--- Start of STORED DATA ---

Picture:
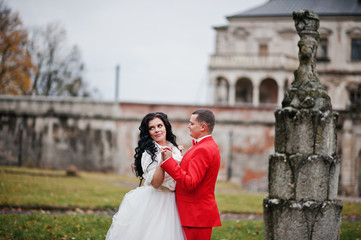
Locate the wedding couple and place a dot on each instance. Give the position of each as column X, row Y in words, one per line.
column 177, row 200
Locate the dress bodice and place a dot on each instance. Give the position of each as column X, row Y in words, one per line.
column 149, row 167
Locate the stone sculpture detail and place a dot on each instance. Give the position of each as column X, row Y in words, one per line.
column 304, row 171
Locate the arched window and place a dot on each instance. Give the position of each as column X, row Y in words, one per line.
column 268, row 91
column 244, row 91
column 222, row 90
column 286, row 85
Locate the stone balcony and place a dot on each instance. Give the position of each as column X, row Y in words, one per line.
column 278, row 61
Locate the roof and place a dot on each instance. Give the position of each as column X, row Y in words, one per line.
column 276, row 8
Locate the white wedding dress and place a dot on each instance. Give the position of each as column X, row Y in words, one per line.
column 146, row 212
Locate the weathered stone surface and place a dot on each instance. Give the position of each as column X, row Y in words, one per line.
column 312, row 179
column 280, row 131
column 280, row 177
column 304, row 177
column 334, row 178
column 300, row 134
column 311, row 220
column 326, row 138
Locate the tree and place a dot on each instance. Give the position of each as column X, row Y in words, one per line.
column 59, row 70
column 15, row 62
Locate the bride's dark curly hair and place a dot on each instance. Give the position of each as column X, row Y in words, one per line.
column 147, row 144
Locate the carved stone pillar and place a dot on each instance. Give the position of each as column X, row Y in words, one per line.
column 255, row 95
column 232, row 94
column 303, row 173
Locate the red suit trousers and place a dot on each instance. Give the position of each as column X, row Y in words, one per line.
column 196, row 233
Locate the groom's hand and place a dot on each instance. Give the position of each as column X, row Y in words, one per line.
column 166, row 153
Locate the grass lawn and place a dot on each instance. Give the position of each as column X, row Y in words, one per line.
column 22, row 186
column 41, row 226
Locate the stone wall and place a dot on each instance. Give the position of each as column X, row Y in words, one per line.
column 101, row 136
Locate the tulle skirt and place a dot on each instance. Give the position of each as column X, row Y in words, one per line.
column 147, row 213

--- End of STORED DATA ---

Reproduce word for word everything in the entries above, from the line containing "Locate the grass" down to the very end of the entries.

Locate the grass lawn and place a dot on each instance. Give the position of each as column X, row Y in words, one per line.
column 22, row 186
column 41, row 226
Locate the stone wall and place a dot on each instance. Give the position of each as column X, row Y in words, one per line.
column 101, row 136
Locate the tulle skirt and place a dot on each instance. Give the position of each as column X, row Y in words, one per line.
column 147, row 213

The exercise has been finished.